## Excerpted passage
┌──

Last Outdoor Trial

Vito
Vito gets to go first as this was one of his best trials of all time.  Especially great since we've been struggling this year!  Happy Toller both days, and even Super Happy Toller on Sunday.
Sassy guy broke pretty much all his startlines :)  and had fun cursing at me before lying down on the table both days too.

No Q's for us on Saturday.  The bar knocking issue was there in standard.  Jumpers I'll take the blame for pulling him off a tunnel.  And Snooker was 100% me as I very smoothly and purposefully sent him over a wrong jump.  Sigh.

And on Sunday he managed to go 3 for 3!  Snooker he was sassy and extremely creative but I managed to think on my feet and do a completely different plan in the opening.  Sadly Vito's plan was not Super Q worthy, my plan would have been...  In standard he was pretty darn happy.  And jumpers was one of the top 5 jumpers run the Toller has ever done.  The opening was fairly technical and Vito still remained happy and actually ran!  Sadly not on film.

Sunday's Standard:


Zumi
Ducky started out much more in control this weekend than the last trial.  And then kinda became a little wild again on Sunday.  She sure has a lot of fun!
Issues remain collecting to get her weave entrance if she has a lot of speed built up and finding the jump vs just running whee!

We qualified in 2 out of 7 total runs, jumpers on Saturday and Pairs on Sunday despite a weave fault on her end.

└──

## Stored rows
┌──

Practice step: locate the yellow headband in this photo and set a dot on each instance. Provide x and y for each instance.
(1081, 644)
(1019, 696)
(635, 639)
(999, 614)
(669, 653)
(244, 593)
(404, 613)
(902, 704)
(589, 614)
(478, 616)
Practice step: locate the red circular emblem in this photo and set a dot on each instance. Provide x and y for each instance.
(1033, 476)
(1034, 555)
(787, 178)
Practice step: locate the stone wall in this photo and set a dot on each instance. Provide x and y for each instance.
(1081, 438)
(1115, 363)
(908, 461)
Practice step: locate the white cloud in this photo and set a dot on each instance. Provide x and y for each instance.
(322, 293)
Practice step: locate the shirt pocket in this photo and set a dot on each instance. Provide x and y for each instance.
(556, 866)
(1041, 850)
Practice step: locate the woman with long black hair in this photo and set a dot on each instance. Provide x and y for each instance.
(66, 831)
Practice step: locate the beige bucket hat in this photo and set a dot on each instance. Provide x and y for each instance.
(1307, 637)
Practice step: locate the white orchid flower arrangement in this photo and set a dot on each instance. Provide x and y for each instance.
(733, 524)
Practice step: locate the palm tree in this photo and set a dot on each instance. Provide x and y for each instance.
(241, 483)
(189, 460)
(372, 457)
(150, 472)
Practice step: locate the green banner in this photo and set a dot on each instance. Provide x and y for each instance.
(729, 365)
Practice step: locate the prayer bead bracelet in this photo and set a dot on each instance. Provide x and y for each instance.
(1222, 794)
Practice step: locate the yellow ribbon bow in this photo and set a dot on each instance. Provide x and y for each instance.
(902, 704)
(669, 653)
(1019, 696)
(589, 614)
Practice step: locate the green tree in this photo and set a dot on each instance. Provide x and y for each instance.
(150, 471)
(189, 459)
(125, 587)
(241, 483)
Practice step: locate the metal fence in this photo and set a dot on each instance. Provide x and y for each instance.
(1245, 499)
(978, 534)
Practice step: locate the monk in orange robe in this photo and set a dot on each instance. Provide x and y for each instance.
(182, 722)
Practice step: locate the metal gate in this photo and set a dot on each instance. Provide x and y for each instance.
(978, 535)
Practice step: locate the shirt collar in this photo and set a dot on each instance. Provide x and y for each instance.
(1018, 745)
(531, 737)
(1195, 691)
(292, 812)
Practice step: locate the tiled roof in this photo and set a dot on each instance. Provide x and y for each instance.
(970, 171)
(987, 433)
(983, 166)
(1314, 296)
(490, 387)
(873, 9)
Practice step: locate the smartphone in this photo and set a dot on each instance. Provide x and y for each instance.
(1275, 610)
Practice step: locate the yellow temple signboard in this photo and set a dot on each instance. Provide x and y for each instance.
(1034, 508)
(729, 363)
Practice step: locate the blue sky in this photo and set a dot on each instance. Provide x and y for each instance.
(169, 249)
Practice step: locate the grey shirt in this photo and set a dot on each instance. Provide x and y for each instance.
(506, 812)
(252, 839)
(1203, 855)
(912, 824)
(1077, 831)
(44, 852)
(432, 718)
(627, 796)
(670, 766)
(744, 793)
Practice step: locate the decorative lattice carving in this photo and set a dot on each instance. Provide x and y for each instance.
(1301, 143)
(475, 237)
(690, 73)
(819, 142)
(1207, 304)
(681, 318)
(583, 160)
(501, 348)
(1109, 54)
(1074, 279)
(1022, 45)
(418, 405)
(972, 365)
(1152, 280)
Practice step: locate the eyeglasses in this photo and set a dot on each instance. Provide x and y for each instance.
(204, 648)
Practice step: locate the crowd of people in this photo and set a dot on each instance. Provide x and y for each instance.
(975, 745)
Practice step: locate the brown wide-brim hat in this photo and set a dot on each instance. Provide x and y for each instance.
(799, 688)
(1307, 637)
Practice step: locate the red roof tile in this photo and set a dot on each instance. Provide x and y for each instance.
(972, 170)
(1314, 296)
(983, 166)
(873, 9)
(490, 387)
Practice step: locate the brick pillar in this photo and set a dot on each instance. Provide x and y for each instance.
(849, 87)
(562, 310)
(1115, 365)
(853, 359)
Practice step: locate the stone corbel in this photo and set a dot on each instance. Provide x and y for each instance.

└──

## To do
Copy out the whole post about the last outdoor agility trial word for word. The records have nothing to do with the dog agility trial write-up.

## Finished answer
Last Outdoor Trial

Vito
Vito gets to go first as this was one of his best trials of all time.  Especially great since we've been struggling this year!  Happy Toller both days, and even Super Happy Toller on Sunday.
Sassy guy broke pretty much all his startlines :)  and had fun cursing at me before lying down on the table both days too.

No Q's for us on Saturday.  The bar knocking issue was there in standard.  Jumpers I'll take the blame for pulling him off a tunnel.  And Snooker was 100% me as I very smoothly and purposefully sent him over a wrong jump.  Sigh.

And on Sunday he managed to go 3 for 3!  Snooker he was sassy and extremely creative but I managed to think on my feet and do a completely different plan in the opening.  Sadly Vito's plan was not Super Q worthy, my plan would have been...  In standard he was pretty darn happy.  And jumpers was one of the top 5 jumpers run the Toller has ever done.  The opening was fairly technical and Vito still remained happy and actually ran!  Sadly not on film.

Sunday's Standard:


Zumi
Ducky started out much more in control this weekend than the last trial.  And then kinda became a little wild again on Sunday.  She sure has a lot of fun!
Issues remain collecting to get her weave entrance if she has a lot of speed built up and finding the jump vs just running whee!

We qualified in 2 out of 7 total runs, jumpers on Saturday and Pairs on Sunday despite a weave fault on her end.